Ich hab's geschafft!!! Yeah Yeah Yeah!!! Ich hab tatsächlich Lissabon erreicht. Nach 93km doch sehr langen Kilometern, hab ich das erste große Ziel geschafft. Jetzt folgt Morgen noch die
Krönung und ich werde ans Cabo del Roca fahren, den westlichsten Punkt von Festland Europa.
Mega geil, das es echt einen Weg vom Bauwagen in Sola bis nach Lissabon gibt. Total verrückt und ein Moment des Sieges muss ich sagen. Welche Kämpfe hab ich gekämpft. Mit meinem Magen, mit meinem
Hintern und vor allem, was musste mein Kopf alles aushalten. Scheiß Wege, blöde Schlafplätze, einfach mit allen Kräften am Ende sein, Spanien verflucht und doch wunderschön. Heute fühle ich mich
als Held! Held für einen Tag!

- - - -

- _AUFGABENBESCHREIBUNG_: Geben Sie den Reisebericht über die Ankunft in Lissabon vollständig und wortgetreu wieder. Die Dateneinträge sind hierfür ohne Belang.

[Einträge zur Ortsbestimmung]
- - - -

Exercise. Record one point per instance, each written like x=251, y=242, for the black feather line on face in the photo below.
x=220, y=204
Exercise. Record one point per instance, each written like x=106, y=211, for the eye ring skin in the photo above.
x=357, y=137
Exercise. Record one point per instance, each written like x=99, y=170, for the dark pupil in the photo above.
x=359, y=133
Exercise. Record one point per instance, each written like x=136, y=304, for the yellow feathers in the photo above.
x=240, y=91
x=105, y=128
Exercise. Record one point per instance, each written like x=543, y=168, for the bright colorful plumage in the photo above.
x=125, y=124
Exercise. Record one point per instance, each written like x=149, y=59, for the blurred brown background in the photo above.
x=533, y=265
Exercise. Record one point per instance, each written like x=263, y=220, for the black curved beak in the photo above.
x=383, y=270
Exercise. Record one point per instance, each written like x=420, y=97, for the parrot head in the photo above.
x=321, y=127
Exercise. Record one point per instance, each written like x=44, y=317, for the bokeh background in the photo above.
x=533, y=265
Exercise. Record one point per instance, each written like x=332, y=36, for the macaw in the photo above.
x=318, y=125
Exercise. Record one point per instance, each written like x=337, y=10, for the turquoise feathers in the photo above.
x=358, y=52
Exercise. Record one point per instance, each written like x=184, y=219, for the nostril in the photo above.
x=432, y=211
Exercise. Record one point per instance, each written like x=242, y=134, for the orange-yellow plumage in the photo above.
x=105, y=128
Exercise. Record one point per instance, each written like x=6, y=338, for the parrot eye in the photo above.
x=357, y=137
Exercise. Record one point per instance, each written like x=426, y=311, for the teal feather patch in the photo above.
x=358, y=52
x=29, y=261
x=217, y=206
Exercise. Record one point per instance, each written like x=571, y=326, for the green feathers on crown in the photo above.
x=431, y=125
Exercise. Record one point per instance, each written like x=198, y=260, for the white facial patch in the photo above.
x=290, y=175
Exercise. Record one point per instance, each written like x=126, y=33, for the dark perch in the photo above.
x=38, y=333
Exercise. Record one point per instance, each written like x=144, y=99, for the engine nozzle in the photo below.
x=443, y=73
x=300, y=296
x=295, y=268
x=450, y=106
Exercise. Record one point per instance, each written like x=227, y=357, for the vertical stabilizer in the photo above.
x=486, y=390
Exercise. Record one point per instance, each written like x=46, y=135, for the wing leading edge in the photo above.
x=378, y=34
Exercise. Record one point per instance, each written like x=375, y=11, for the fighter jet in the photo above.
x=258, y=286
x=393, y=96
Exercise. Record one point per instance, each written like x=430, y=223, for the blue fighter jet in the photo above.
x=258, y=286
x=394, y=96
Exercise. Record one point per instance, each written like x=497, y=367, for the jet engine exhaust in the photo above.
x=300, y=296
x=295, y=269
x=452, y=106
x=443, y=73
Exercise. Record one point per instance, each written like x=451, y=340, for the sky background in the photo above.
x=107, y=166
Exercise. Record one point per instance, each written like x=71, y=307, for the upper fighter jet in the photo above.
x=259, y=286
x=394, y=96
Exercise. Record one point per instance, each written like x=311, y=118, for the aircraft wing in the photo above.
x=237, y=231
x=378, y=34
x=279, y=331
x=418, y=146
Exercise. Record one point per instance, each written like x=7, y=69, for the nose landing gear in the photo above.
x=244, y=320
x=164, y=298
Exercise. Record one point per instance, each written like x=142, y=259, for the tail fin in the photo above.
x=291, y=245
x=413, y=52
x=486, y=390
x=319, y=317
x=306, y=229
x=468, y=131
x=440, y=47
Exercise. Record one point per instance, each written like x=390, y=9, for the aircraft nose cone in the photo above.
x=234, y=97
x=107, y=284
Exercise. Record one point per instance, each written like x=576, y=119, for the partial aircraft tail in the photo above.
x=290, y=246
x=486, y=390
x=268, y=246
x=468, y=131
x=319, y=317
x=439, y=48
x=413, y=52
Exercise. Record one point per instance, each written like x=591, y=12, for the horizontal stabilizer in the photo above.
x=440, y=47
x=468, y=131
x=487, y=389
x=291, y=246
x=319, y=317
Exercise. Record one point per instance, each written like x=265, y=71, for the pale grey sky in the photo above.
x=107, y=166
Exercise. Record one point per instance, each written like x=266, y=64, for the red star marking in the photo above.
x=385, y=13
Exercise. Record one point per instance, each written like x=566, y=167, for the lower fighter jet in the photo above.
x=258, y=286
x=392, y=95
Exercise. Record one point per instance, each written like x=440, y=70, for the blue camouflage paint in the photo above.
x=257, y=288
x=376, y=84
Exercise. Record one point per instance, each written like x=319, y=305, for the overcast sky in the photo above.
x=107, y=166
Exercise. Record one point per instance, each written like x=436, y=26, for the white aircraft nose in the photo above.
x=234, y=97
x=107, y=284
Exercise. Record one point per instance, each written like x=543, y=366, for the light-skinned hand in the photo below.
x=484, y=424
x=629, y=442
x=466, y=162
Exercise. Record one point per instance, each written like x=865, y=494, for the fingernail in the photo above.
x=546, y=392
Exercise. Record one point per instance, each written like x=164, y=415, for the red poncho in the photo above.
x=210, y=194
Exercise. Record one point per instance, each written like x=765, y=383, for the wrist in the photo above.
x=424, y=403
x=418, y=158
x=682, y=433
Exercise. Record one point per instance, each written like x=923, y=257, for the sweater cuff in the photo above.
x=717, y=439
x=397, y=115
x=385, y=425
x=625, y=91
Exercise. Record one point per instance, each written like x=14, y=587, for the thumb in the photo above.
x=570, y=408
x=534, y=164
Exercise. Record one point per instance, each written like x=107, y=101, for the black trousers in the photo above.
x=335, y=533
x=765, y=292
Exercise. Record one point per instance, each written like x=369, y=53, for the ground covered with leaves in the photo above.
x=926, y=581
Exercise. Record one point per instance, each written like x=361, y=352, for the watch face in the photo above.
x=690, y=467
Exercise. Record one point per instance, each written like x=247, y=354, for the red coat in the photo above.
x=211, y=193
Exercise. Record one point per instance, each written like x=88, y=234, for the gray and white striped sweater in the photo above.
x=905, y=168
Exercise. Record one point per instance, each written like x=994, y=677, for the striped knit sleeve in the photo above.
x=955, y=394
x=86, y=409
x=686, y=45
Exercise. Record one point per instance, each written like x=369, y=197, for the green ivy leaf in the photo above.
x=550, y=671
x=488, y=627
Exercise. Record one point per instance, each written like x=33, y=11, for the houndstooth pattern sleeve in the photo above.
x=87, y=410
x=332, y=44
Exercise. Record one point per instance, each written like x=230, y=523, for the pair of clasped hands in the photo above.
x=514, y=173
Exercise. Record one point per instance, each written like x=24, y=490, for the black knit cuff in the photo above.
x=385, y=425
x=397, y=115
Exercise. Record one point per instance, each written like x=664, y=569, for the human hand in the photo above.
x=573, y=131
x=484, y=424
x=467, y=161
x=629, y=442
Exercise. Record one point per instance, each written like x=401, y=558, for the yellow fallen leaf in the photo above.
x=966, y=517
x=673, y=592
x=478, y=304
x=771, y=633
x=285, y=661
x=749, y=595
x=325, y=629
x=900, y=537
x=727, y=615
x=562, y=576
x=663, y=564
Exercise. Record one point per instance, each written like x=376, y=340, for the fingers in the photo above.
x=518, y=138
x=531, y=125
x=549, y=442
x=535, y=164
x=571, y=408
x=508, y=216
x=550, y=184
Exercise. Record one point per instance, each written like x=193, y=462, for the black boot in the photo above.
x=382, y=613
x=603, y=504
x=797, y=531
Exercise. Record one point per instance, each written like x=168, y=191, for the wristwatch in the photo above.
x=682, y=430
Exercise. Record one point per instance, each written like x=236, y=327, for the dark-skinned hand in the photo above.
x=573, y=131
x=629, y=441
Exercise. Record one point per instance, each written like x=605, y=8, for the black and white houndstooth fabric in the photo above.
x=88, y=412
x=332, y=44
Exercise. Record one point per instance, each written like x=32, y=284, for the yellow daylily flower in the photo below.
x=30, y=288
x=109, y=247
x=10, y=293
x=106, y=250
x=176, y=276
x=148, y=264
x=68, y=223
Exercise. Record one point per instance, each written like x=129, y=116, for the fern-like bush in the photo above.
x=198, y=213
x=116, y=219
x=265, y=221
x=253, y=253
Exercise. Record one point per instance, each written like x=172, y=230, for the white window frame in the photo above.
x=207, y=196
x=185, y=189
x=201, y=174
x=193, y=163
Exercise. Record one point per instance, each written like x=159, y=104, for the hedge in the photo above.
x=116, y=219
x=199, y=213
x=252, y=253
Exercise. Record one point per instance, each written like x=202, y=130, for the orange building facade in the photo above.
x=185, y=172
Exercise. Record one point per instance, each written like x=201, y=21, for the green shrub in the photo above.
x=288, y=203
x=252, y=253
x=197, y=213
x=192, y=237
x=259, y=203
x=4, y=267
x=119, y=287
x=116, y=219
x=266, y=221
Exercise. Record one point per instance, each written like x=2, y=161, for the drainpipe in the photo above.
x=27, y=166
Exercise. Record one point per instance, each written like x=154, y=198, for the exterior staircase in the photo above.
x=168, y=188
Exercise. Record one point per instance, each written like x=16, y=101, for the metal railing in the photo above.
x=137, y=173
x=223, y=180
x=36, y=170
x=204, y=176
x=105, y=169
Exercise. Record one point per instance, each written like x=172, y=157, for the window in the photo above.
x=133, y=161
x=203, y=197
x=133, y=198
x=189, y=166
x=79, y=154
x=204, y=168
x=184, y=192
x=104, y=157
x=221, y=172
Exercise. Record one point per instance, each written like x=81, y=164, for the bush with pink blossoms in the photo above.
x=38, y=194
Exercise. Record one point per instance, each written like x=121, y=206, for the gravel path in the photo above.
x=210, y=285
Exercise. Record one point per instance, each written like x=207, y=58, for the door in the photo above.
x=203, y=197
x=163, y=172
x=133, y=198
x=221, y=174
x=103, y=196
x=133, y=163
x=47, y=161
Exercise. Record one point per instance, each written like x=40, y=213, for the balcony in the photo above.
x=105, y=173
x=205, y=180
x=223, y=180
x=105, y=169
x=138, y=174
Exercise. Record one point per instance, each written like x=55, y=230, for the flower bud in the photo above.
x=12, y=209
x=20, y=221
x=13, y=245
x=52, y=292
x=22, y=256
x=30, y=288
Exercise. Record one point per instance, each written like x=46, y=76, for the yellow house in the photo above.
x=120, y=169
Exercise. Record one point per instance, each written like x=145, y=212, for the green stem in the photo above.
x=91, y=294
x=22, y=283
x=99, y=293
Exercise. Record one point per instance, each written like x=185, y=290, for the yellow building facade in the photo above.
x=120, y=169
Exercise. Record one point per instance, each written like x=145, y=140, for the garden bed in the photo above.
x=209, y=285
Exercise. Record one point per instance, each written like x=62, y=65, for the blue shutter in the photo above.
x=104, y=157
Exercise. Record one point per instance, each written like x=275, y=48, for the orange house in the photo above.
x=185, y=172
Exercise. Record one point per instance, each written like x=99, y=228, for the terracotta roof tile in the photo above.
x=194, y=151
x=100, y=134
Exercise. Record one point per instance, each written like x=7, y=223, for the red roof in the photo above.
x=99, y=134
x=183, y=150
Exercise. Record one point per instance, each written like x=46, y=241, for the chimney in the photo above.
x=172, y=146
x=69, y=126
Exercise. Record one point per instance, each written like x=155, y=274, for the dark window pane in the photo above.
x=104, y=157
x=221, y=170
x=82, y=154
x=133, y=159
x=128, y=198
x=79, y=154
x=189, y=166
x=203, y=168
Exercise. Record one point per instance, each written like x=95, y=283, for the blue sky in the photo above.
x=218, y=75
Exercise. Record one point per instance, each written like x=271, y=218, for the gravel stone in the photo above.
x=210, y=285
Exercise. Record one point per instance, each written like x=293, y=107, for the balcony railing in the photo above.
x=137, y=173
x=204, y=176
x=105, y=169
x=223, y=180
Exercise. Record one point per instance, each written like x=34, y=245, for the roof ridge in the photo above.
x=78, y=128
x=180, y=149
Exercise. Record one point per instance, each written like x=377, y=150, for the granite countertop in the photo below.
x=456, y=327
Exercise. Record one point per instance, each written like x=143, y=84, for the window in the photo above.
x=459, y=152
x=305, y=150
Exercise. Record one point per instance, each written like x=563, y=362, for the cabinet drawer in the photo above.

- - - -

- _DIE ANTWORT_:
Ich hab's geschafft!!! Yeah Yeah Yeah!!! Ich hab tatsächlich Lissabon erreicht. Nach 93km doch sehr langen Kilometern, hab ich das erste große Ziel geschafft. Jetzt folgt Morgen noch die
Krönung und ich werde ans Cabo del Roca fahren, den westlichsten Punkt von Festland Europa.
Mega geil, das es echt einen Weg vom Bauwagen in Sola bis nach Lissabon gibt. Total verrückt und ein Moment des Sieges muss ich sagen. Welche Kämpfe hab ich gekämpft. Mit meinem Magen, mit meinem
Hintern und vor allem, was musste mein Kopf alles aushalten. Scheiß Wege, blöde Schlafplätze, einfach mit allen Kräften am Ende sein, Spanien verflucht und doch wunderschön. Heute fühle ich mich
als Held! Held für einen Tag!